* Start Source records *
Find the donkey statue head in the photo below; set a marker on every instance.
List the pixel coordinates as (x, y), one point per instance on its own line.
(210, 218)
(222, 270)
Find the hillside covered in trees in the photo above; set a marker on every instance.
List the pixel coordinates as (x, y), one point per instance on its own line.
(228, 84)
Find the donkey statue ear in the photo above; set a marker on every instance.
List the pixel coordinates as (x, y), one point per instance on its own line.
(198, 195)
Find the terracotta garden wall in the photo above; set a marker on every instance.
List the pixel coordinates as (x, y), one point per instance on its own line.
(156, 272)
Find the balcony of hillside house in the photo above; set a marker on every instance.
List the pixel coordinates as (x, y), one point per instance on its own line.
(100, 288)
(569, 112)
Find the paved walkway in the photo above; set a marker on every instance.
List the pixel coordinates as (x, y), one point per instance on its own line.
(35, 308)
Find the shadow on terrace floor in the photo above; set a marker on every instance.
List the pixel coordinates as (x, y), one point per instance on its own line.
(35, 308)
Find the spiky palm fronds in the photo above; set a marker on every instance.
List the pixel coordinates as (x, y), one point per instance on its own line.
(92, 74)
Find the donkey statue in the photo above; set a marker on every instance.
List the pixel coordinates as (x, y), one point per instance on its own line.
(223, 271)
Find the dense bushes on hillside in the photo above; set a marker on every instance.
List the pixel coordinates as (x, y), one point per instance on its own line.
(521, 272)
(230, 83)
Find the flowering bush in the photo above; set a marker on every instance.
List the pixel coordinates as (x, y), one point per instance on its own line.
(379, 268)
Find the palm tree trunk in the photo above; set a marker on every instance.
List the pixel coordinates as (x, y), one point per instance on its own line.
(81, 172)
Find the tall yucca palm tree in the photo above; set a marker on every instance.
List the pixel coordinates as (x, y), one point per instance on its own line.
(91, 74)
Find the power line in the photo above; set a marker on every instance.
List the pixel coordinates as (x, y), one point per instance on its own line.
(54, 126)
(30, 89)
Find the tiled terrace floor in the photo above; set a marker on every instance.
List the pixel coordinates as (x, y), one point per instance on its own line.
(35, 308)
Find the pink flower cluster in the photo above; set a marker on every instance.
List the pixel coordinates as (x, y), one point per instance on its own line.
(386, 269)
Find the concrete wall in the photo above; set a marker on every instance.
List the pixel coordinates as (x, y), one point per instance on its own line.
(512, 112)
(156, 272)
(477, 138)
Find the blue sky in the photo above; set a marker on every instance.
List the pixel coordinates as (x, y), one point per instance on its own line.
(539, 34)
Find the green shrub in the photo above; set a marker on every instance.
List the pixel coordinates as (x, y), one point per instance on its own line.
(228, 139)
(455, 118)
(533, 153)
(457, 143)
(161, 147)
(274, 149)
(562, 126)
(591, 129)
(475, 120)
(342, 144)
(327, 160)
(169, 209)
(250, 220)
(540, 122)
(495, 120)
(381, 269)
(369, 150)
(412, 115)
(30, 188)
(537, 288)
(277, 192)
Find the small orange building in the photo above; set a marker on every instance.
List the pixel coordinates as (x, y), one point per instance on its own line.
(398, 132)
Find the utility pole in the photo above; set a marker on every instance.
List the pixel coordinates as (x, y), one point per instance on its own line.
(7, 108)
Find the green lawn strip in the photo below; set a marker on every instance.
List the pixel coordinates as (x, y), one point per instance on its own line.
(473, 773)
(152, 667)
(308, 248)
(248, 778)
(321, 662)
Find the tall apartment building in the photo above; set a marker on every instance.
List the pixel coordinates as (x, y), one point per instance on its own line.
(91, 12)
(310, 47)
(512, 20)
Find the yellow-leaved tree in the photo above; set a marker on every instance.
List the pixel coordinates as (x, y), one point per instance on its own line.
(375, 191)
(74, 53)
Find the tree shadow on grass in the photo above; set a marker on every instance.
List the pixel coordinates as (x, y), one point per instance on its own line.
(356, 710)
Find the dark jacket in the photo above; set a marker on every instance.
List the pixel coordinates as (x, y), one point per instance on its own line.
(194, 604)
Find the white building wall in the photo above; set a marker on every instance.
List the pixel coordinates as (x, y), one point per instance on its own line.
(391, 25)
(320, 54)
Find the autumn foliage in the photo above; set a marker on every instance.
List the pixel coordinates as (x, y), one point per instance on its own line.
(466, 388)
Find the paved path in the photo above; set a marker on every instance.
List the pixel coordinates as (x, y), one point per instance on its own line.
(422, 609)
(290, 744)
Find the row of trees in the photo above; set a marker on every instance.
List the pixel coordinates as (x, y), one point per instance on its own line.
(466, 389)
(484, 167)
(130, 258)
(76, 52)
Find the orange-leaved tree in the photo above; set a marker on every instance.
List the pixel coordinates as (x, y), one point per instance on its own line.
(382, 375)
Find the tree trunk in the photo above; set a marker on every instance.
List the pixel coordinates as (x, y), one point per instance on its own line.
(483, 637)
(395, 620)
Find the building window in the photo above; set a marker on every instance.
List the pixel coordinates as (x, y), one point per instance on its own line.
* End Source records *
Instruction - Update every one of the records above by replacing "set a marker" with "place a point" wherever it occurs, and leave everything else unchanged.

Finished task -
Find the donkey statue head in the photo below; place a point on every instance.
List the pixel coordinates as (x, y), one point per instance on its own line.
(210, 218)
(222, 270)
Find the hillside covered in trees in the photo above; place a point on every instance.
List the pixel coordinates as (x, y), one point per instance on its own line.
(228, 84)
Find the donkey statue ear in the photo above; place a point on every instance.
List the pixel coordinates as (x, y), one point per instance on its own line.
(198, 195)
Find the terracotta garden wall in the photo above; place a point on every instance.
List the pixel coordinates as (x, y), one point per instance on its own line.
(156, 272)
Find the balcony of hillside house in the photo above; place a point on every instance.
List the pixel coordinates as (x, y), one point per instance on its own line.
(100, 288)
(569, 112)
Find the paved walkway in the photo above; place a point on every instance.
List the pixel coordinates as (x, y), one point per instance on its own line.
(35, 308)
Find the shadow on terrace floor in the photo above; place a point on every instance.
List the pixel coordinates as (x, y), one point per instance on its own line.
(35, 308)
Find the spiky palm fronds in the photo above; place a point on every instance.
List the pixel coordinates as (x, y), one point per instance on its own line.
(92, 74)
Find the donkey statue in the photo above; place a point on every instance.
List the pixel coordinates as (x, y), one point per instance on its own line.
(223, 271)
Find the dense bushes on hillside in the photo above; place a point on every instance.
List the pixel coordinates as (x, y), one point per instance on its own line.
(521, 272)
(230, 83)
Find the flowering bush in the photo above; place a point on every instance.
List the pixel coordinates as (x, y), one point per instance on its own line.
(379, 268)
Find the palm tree trunk in the photo above; place a point on every instance.
List the pixel coordinates as (x, y), one point per instance on its own line.
(81, 172)
Find the tall yucca palm tree in the photo above; place a point on every instance.
List the pixel coordinates as (x, y), one point per instance on its own line.
(91, 74)
Find the power line in the photo above; place a point on every instance.
List the pixel coordinates as (x, y), one point per instance on its own line.
(54, 126)
(30, 89)
Find the tiled terrace floor in the photo above; place a point on every instance.
List the pixel coordinates as (x, y), one point per instance on its own line.
(35, 308)
Find the pink flower cluster in the photo above; place a point on every instance.
List the pixel coordinates as (x, y), one point per instance on its own line.
(386, 269)
Find the concrete wall in the photo above; place a point on every instance.
List the pixel coordinates as (x, y), one point per instance on its own line.
(512, 112)
(156, 272)
(477, 138)
Find the blue sky in the photo above; place a point on every instance.
List the pixel coordinates as (x, y), one point per instance on its own line.
(539, 34)
Find the green shrub in the photo above; place a point on every instance.
List the pixel coordinates as (x, y), one point per instance on its own line.
(228, 139)
(455, 118)
(533, 153)
(457, 143)
(161, 147)
(274, 149)
(562, 126)
(591, 129)
(475, 120)
(342, 144)
(327, 160)
(169, 209)
(250, 220)
(540, 122)
(495, 120)
(381, 269)
(369, 150)
(412, 115)
(30, 188)
(537, 288)
(277, 192)
Find the small orange building in the photo above; place a point on every instance.
List the pixel coordinates as (x, y), one point per instance on its own line.
(398, 132)
Find the utility pole in the photo above; place a point on every instance.
List the pixel coordinates as (x, y), one point per instance on its own line.
(7, 108)
Find the green lawn strip in the photo below; place a point on every instance.
List the pixel coordinates as (x, y), one point per instance on its own line.
(473, 773)
(152, 667)
(308, 248)
(248, 778)
(321, 662)
Find the tall apartment building in the photo above; place a point on every instance.
List the pixel coordinates as (x, y), one point per instance on its own line.
(91, 12)
(310, 47)
(512, 20)
Find the yellow-leaved tree in the photo above; place a point on every instance.
List the pixel coordinates as (x, y), one point per instance on its own line.
(375, 191)
(74, 53)
Find the tree shadow on grass in the photo above; place a point on every instance.
List the pixel coordinates as (x, y), one point per instance on its own line.
(356, 710)
Find the dark jacket in the photo above; place a point on every instance.
List the pixel coordinates as (x, y), one point per instance on its own line.
(194, 604)
Find the white building wall in the photo above; place a point on every instance.
List the pixel coordinates as (x, y), one point per instance on its own line.
(391, 25)
(320, 54)
Find the autumn foliage in the photo above; place a point on every instance.
List the pixel coordinates as (x, y), one point per instance on its own line.
(466, 388)
Find the paved path in the photo above; place a point on every instance.
List the pixel coordinates as (x, y), one point per instance on its own line.
(422, 609)
(290, 744)
Find the row of trees in the photo above; place a point on every instance.
List the pixel coordinates as (x, y), one point per instance on its own line.
(466, 389)
(484, 167)
(130, 258)
(76, 52)
Find the orange-leaved tree in the photo above; place a point on every instance.
List the pixel coordinates as (x, y), one point per instance on its own line.
(382, 375)
Find the tree trunk in the photo above; place a point on every instance.
List the pixel coordinates as (x, y), one point per instance on its own line.
(483, 637)
(395, 620)
Find the building window in the photo above; place a point on every instance.
List the pixel coordinates as (x, y), one point per instance on its own line.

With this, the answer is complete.